*** INPUT DATA Section Begins ***

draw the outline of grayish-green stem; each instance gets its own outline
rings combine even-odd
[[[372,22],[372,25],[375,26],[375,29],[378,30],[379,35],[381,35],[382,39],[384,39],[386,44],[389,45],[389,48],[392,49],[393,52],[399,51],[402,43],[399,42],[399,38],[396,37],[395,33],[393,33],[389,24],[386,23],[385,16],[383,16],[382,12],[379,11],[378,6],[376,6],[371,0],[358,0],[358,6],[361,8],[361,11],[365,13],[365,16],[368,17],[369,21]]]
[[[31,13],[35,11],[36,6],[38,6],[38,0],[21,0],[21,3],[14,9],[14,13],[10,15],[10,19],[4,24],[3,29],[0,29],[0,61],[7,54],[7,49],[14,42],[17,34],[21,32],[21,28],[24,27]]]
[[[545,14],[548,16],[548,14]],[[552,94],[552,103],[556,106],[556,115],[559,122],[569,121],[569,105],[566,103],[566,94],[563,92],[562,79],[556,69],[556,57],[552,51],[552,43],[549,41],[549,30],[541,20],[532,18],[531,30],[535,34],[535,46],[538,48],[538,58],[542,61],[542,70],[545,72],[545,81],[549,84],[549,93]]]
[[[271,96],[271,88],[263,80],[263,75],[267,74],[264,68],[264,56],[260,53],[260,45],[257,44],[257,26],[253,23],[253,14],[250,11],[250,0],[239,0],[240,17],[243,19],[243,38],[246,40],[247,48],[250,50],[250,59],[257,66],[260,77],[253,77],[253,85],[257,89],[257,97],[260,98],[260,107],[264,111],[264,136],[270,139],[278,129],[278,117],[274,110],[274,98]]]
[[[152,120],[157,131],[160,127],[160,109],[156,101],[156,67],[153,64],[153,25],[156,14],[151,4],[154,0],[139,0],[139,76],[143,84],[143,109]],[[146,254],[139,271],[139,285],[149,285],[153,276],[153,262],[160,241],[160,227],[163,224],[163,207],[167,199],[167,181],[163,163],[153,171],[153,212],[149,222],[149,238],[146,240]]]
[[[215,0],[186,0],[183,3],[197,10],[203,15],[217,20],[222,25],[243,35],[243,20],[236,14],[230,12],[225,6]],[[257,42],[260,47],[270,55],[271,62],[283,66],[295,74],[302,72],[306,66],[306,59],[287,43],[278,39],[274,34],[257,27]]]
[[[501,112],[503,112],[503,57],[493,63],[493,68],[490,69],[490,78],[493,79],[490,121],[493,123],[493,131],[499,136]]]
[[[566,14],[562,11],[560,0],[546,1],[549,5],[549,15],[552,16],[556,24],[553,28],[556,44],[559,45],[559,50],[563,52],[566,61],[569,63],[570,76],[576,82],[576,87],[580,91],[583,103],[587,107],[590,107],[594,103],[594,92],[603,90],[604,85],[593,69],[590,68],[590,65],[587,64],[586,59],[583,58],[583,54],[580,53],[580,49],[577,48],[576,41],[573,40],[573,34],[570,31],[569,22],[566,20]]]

*** INPUT DATA Section Ends ***

== INSTRUCTIONS FOR THE TASK ==
Each entry must be reproduced verbatim.

== EXERCISE SOLUTION ==
draw the outline of grayish-green stem; each instance gets its own outline
rings combine even-odd
[[[372,22],[372,25],[375,26],[375,29],[378,30],[379,35],[381,35],[382,39],[384,39],[386,44],[389,45],[389,48],[392,49],[393,52],[399,51],[402,43],[399,42],[399,38],[396,37],[395,33],[393,33],[389,24],[386,23],[385,16],[383,16],[382,12],[379,11],[378,6],[376,6],[371,0],[358,0],[358,6],[361,8],[361,11],[365,13],[365,16],[368,17],[369,21]]]
[[[31,13],[35,11],[36,6],[38,6],[38,0],[21,0],[21,3],[14,9],[14,13],[10,15],[10,19],[4,24],[3,29],[0,29],[0,61],[7,54],[7,49],[14,42],[17,34],[21,32],[21,28],[24,27]]]
[[[545,14],[548,16],[548,14]],[[552,94],[552,103],[556,106],[556,115],[559,122],[569,121],[569,105],[566,103],[566,94],[563,92],[562,79],[556,69],[556,57],[552,51],[552,43],[549,41],[549,30],[541,20],[532,18],[531,30],[535,34],[535,46],[538,48],[538,58],[542,61],[542,70],[545,72],[545,81],[549,84],[549,93]]]
[[[271,96],[271,88],[263,80],[263,75],[267,74],[264,68],[264,56],[260,53],[260,45],[257,44],[257,26],[253,23],[253,14],[250,11],[250,0],[239,0],[240,17],[243,19],[243,38],[246,40],[247,48],[250,50],[250,59],[257,66],[260,77],[253,77],[253,85],[257,89],[257,97],[260,98],[260,107],[264,111],[264,136],[270,139],[278,129],[278,117],[274,110],[274,98]]]
[[[152,120],[157,131],[160,127],[160,109],[156,101],[156,67],[153,64],[153,25],[156,14],[151,4],[154,0],[139,0],[139,76],[143,84],[143,109]],[[146,254],[139,271],[139,285],[149,285],[153,276],[153,262],[160,241],[160,227],[163,224],[163,207],[167,199],[167,181],[163,163],[153,171],[153,212],[149,222],[149,238],[146,240]]]
[[[215,0],[186,0],[183,3],[197,10],[203,15],[217,20],[222,25],[243,35],[243,20],[236,14],[230,12],[225,6]],[[257,42],[260,47],[270,55],[271,62],[283,66],[295,74],[302,72],[306,66],[306,59],[287,43],[278,39],[274,34],[257,27]]]
[[[501,112],[503,112],[503,57],[493,63],[493,68],[490,69],[490,78],[493,79],[490,121],[493,123],[493,131],[499,136]]]
[[[566,14],[562,11],[560,0],[546,1],[549,5],[549,15],[552,16],[556,24],[553,28],[556,44],[559,45],[559,50],[563,52],[566,61],[569,63],[570,76],[576,82],[576,87],[580,91],[583,103],[587,107],[590,107],[594,103],[594,92],[603,90],[604,85],[593,69],[590,68],[590,65],[587,64],[586,59],[583,58],[583,54],[580,53],[580,49],[577,48],[576,41],[573,40],[573,34],[570,31],[569,22],[566,20]]]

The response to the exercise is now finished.